**Passage**.
※ ※ ※

Sensex snaps 7-day losses; key reasons behind smart pullback
The benchmark indices rose nearly 1 per cent on Thursday, snapping seven sessions of fall, as market heavyweights such as Infosys and Housing Development Finance Corp helped the indices end their longest spell of losses since September.
The S&P BSE Sensex rose 0.97 per cent to 34,413.16, while the broader Nifty50 ended 0.96 per cent higher at 10,576.85.
Meanwhile, volatility index India VIX slipped 8 per cent to 17.77, while the market breadth remained strong. On the BSE, 2,145 stocks rose, 621 stocks declined, while 123 stocks remained unchanged.
"In the last couple of days, we have seen cooling off in VIX which also improved the sentiments of the investors and directional players while Derivatives data also suggested some writing in OTM strikes indicating the range to be built in coming days. Nifty post a reversal from 10300 has been able to sustain the second most important support which was at 10450. A successive close above this or second day suggests bulls may be in better place to defend the lower levels. Only a Close below 10450 will give bulls a challenge while on the higher side we see resistance at 10,690-10,650.These levels will be utilized for short-term bears," said Mustafa Nadeem, CEO, Epic Research.

※ ※ ※

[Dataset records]
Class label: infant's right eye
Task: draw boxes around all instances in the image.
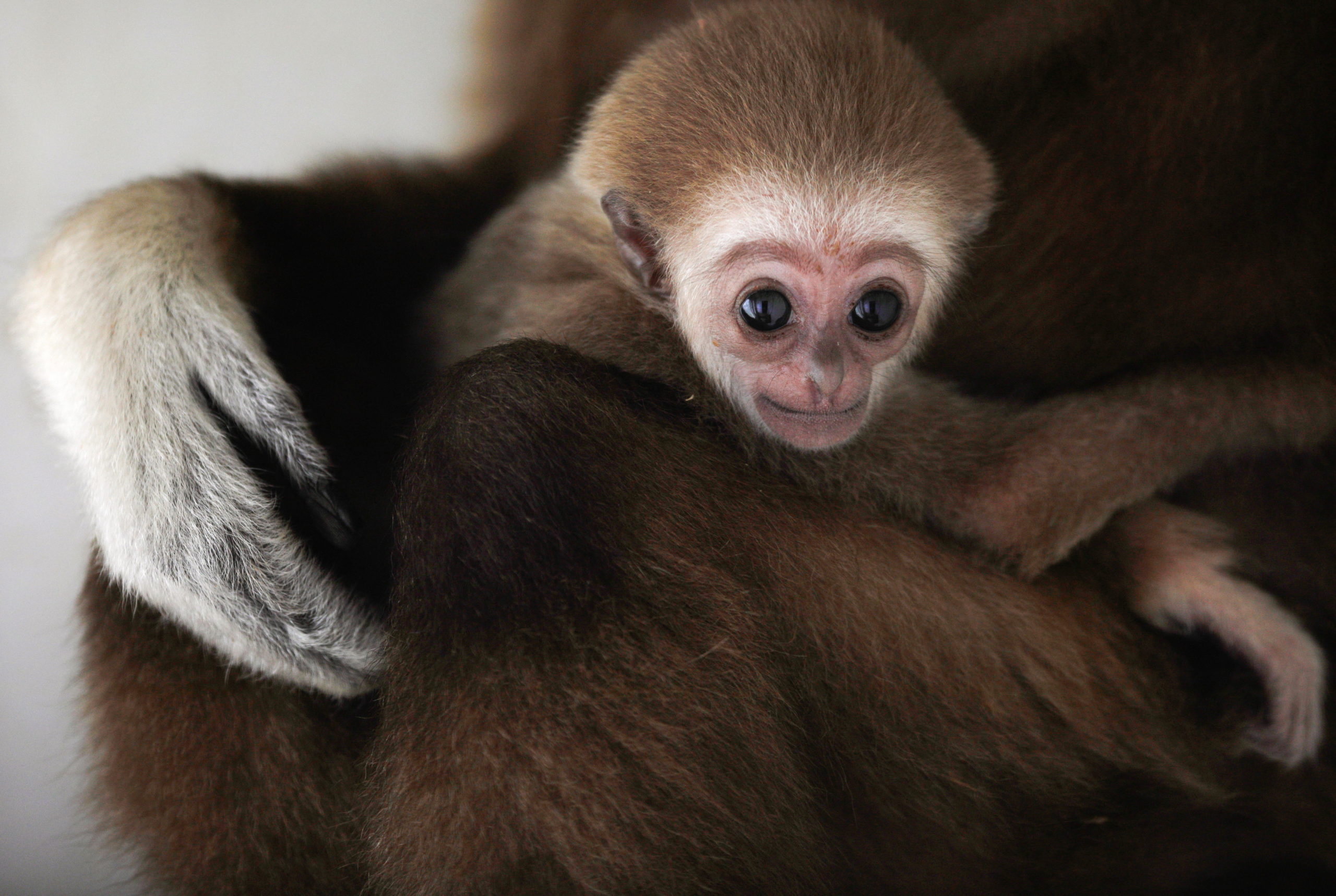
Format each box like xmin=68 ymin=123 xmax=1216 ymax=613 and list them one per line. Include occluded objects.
xmin=737 ymin=290 xmax=794 ymax=332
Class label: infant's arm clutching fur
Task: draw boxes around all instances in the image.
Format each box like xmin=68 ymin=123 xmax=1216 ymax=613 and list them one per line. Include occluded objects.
xmin=863 ymin=363 xmax=1336 ymax=578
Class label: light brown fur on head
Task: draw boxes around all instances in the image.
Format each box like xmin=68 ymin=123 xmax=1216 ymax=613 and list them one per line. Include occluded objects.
xmin=572 ymin=4 xmax=994 ymax=242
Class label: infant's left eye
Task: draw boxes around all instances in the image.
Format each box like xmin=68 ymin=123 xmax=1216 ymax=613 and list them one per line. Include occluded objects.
xmin=849 ymin=290 xmax=904 ymax=332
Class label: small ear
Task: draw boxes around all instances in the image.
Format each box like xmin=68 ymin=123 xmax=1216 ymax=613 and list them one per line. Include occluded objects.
xmin=600 ymin=189 xmax=668 ymax=298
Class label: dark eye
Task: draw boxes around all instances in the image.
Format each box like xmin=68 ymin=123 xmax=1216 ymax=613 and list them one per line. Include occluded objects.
xmin=737 ymin=290 xmax=794 ymax=332
xmin=849 ymin=290 xmax=903 ymax=332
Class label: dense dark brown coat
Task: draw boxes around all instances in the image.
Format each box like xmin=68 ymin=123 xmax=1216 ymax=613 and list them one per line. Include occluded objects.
xmin=70 ymin=0 xmax=1336 ymax=893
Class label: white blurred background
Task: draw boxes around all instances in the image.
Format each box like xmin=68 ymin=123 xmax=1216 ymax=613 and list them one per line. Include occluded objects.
xmin=0 ymin=0 xmax=474 ymax=896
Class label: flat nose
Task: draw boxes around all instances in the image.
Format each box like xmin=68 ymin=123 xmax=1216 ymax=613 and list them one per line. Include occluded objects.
xmin=807 ymin=337 xmax=844 ymax=401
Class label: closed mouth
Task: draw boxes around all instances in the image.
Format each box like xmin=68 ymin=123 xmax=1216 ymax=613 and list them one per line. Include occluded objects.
xmin=760 ymin=395 xmax=867 ymax=421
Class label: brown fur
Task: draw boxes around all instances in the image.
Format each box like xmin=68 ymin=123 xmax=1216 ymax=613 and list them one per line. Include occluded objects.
xmin=439 ymin=4 xmax=1336 ymax=764
xmin=372 ymin=342 xmax=1229 ymax=893
xmin=60 ymin=0 xmax=1336 ymax=894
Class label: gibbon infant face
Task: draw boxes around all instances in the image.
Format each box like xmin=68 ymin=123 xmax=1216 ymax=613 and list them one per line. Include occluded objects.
xmin=568 ymin=4 xmax=994 ymax=450
xmin=673 ymin=198 xmax=926 ymax=450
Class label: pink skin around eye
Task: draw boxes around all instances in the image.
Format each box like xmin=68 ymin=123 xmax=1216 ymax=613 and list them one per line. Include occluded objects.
xmin=715 ymin=243 xmax=923 ymax=450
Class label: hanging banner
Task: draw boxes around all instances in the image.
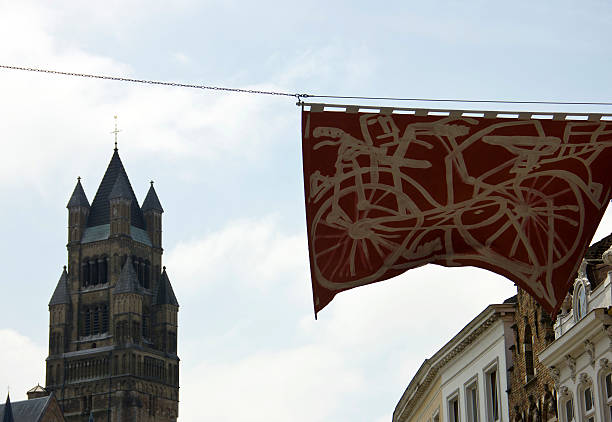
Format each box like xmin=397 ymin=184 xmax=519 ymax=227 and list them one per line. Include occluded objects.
xmin=302 ymin=104 xmax=612 ymax=318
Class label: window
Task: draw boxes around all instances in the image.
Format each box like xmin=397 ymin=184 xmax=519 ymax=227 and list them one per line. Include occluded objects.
xmin=603 ymin=373 xmax=612 ymax=422
xmin=448 ymin=393 xmax=459 ymax=422
xmin=582 ymin=386 xmax=595 ymax=422
xmin=523 ymin=324 xmax=535 ymax=382
xmin=485 ymin=365 xmax=499 ymax=422
xmin=465 ymin=381 xmax=478 ymax=422
xmin=563 ymin=398 xmax=574 ymax=422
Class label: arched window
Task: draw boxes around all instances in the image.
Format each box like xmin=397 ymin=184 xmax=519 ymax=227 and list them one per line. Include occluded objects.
xmin=523 ymin=324 xmax=535 ymax=381
xmin=578 ymin=374 xmax=595 ymax=422
xmin=559 ymin=386 xmax=576 ymax=422
xmin=601 ymin=367 xmax=612 ymax=422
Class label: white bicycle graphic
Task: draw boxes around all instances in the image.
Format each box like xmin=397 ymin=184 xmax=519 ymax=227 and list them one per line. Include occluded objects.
xmin=309 ymin=114 xmax=612 ymax=304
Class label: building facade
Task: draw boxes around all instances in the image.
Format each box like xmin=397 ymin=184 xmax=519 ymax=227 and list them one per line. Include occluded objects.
xmin=46 ymin=148 xmax=179 ymax=422
xmin=393 ymin=300 xmax=515 ymax=422
xmin=540 ymin=235 xmax=612 ymax=422
xmin=508 ymin=288 xmax=557 ymax=422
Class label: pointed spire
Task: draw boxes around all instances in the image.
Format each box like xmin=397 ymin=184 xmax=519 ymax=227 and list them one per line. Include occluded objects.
xmin=108 ymin=173 xmax=133 ymax=199
xmin=142 ymin=180 xmax=164 ymax=212
xmin=2 ymin=393 xmax=15 ymax=422
xmin=155 ymin=267 xmax=179 ymax=306
xmin=113 ymin=256 xmax=140 ymax=294
xmin=49 ymin=265 xmax=70 ymax=306
xmin=87 ymin=151 xmax=146 ymax=230
xmin=66 ymin=177 xmax=89 ymax=208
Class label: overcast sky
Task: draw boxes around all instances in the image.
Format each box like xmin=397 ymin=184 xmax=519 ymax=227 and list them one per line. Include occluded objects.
xmin=0 ymin=0 xmax=612 ymax=422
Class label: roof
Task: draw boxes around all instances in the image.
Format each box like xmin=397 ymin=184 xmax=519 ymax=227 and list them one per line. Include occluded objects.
xmin=28 ymin=384 xmax=47 ymax=393
xmin=113 ymin=256 xmax=140 ymax=295
xmin=81 ymin=224 xmax=152 ymax=246
xmin=0 ymin=394 xmax=54 ymax=422
xmin=87 ymin=150 xmax=146 ymax=229
xmin=49 ymin=265 xmax=70 ymax=306
xmin=108 ymin=173 xmax=132 ymax=199
xmin=584 ymin=234 xmax=612 ymax=262
xmin=155 ymin=267 xmax=179 ymax=306
xmin=142 ymin=182 xmax=164 ymax=212
xmin=66 ymin=177 xmax=89 ymax=208
xmin=392 ymin=303 xmax=516 ymax=422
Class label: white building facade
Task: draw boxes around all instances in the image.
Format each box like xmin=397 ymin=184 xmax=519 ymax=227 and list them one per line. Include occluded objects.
xmin=393 ymin=303 xmax=516 ymax=422
xmin=539 ymin=235 xmax=612 ymax=422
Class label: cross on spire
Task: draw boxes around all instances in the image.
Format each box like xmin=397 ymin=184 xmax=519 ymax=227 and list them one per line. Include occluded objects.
xmin=111 ymin=116 xmax=121 ymax=151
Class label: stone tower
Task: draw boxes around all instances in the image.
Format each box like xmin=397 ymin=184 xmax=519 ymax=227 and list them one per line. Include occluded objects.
xmin=46 ymin=148 xmax=179 ymax=422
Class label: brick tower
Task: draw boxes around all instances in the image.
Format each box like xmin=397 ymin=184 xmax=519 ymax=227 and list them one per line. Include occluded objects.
xmin=46 ymin=147 xmax=179 ymax=422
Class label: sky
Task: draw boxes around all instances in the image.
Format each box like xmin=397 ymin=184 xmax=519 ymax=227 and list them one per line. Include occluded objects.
xmin=0 ymin=0 xmax=612 ymax=422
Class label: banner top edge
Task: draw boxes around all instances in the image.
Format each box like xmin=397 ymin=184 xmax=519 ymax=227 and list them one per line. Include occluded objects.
xmin=302 ymin=103 xmax=612 ymax=122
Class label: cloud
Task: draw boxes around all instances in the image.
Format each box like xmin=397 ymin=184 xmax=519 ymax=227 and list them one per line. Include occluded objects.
xmin=0 ymin=329 xmax=47 ymax=402
xmin=180 ymin=345 xmax=364 ymax=422
xmin=165 ymin=216 xmax=308 ymax=292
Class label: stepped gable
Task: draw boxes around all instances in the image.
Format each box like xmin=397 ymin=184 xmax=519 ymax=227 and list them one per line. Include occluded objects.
xmin=155 ymin=267 xmax=179 ymax=306
xmin=66 ymin=177 xmax=89 ymax=208
xmin=142 ymin=182 xmax=164 ymax=213
xmin=49 ymin=266 xmax=70 ymax=306
xmin=87 ymin=149 xmax=146 ymax=230
xmin=113 ymin=256 xmax=140 ymax=295
xmin=584 ymin=234 xmax=612 ymax=262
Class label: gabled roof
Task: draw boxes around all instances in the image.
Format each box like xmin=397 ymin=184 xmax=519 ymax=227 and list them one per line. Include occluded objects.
xmin=49 ymin=265 xmax=70 ymax=306
xmin=584 ymin=234 xmax=612 ymax=262
xmin=142 ymin=182 xmax=164 ymax=212
xmin=154 ymin=267 xmax=179 ymax=306
xmin=108 ymin=173 xmax=132 ymax=199
xmin=87 ymin=149 xmax=146 ymax=229
xmin=113 ymin=256 xmax=140 ymax=295
xmin=0 ymin=394 xmax=15 ymax=422
xmin=66 ymin=177 xmax=89 ymax=208
xmin=0 ymin=394 xmax=55 ymax=422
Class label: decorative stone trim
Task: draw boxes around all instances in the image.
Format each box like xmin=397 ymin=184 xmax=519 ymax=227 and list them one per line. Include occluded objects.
xmin=584 ymin=339 xmax=595 ymax=368
xmin=565 ymin=355 xmax=576 ymax=382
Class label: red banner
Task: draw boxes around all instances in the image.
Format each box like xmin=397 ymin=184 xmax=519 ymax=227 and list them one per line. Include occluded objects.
xmin=302 ymin=105 xmax=612 ymax=317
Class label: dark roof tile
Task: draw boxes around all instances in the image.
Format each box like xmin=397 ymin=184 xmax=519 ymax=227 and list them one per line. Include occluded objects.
xmin=113 ymin=256 xmax=140 ymax=295
xmin=49 ymin=266 xmax=70 ymax=306
xmin=584 ymin=234 xmax=612 ymax=262
xmin=66 ymin=177 xmax=89 ymax=208
xmin=155 ymin=267 xmax=179 ymax=306
xmin=87 ymin=150 xmax=146 ymax=229
xmin=0 ymin=394 xmax=53 ymax=422
xmin=142 ymin=182 xmax=164 ymax=213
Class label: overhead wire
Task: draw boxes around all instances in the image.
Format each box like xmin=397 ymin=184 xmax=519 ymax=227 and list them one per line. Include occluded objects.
xmin=0 ymin=64 xmax=612 ymax=106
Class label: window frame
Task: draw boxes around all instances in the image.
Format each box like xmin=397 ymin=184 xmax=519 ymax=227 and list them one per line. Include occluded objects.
xmin=463 ymin=376 xmax=481 ymax=422
xmin=483 ymin=359 xmax=501 ymax=422
xmin=446 ymin=390 xmax=461 ymax=422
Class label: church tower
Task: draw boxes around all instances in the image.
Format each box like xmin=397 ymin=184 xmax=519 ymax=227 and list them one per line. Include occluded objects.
xmin=46 ymin=148 xmax=179 ymax=422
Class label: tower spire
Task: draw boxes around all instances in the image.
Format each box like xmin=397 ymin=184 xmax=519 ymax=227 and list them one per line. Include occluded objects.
xmin=111 ymin=116 xmax=121 ymax=151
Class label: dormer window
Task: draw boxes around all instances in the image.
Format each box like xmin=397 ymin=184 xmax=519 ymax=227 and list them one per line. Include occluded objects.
xmin=574 ymin=284 xmax=587 ymax=322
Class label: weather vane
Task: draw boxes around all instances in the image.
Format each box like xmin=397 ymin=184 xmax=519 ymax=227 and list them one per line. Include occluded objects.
xmin=111 ymin=116 xmax=121 ymax=151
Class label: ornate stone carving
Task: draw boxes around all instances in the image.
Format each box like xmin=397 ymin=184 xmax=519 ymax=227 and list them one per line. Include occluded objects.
xmin=550 ymin=366 xmax=561 ymax=390
xmin=565 ymin=355 xmax=576 ymax=382
xmin=584 ymin=340 xmax=595 ymax=368
xmin=601 ymin=246 xmax=612 ymax=265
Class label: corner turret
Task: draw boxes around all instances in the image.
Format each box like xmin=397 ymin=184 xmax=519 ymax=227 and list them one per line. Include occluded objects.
xmin=141 ymin=180 xmax=164 ymax=248
xmin=153 ymin=267 xmax=179 ymax=355
xmin=108 ymin=173 xmax=132 ymax=237
xmin=66 ymin=177 xmax=90 ymax=243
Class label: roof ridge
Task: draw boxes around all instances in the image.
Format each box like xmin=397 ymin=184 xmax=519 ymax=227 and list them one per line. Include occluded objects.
xmin=141 ymin=181 xmax=164 ymax=212
xmin=113 ymin=255 xmax=140 ymax=294
xmin=66 ymin=177 xmax=89 ymax=208
xmin=155 ymin=267 xmax=179 ymax=306
xmin=87 ymin=150 xmax=146 ymax=230
xmin=49 ymin=265 xmax=70 ymax=306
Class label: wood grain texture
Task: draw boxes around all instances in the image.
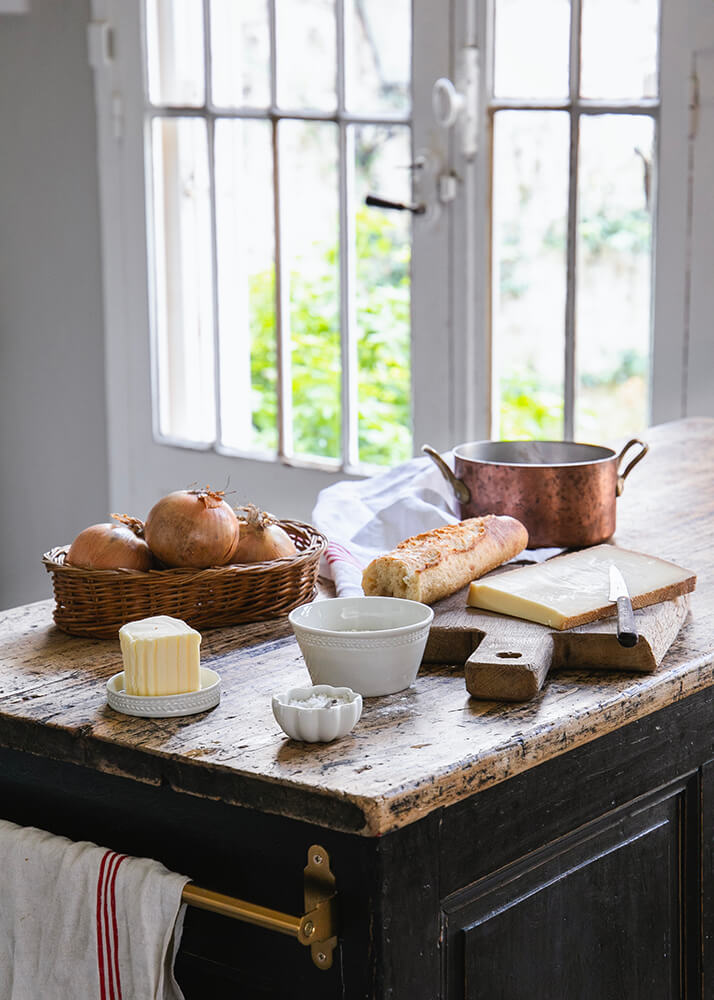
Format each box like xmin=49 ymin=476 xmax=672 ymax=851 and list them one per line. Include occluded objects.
xmin=425 ymin=588 xmax=689 ymax=701
xmin=0 ymin=419 xmax=714 ymax=836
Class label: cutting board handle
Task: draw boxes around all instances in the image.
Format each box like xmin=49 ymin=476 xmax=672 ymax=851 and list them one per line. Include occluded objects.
xmin=464 ymin=623 xmax=553 ymax=701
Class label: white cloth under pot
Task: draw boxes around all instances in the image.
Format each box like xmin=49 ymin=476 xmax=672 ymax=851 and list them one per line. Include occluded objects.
xmin=0 ymin=820 xmax=189 ymax=1000
xmin=312 ymin=451 xmax=563 ymax=597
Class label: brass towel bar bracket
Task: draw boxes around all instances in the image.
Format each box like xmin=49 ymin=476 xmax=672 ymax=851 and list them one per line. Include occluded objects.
xmin=182 ymin=844 xmax=337 ymax=969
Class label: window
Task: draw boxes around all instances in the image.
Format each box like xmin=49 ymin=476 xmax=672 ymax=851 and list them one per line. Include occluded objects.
xmin=488 ymin=0 xmax=659 ymax=442
xmin=146 ymin=0 xmax=412 ymax=468
xmin=92 ymin=0 xmax=700 ymax=518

※ ※ ※

**What you are asked to do**. Turn the paragraph of the market report that begins "Meanwhile, volatility index India VIX" into a short list, keeping its main facts. The entries have nothing to do with the market report.

**Answer area**.
- India VIX fell 8 percent to 17.77.
- Market breadth stayed strong.
- On the BSE, 2,145 stocks rose, 621 fell, and 123 were unchanged.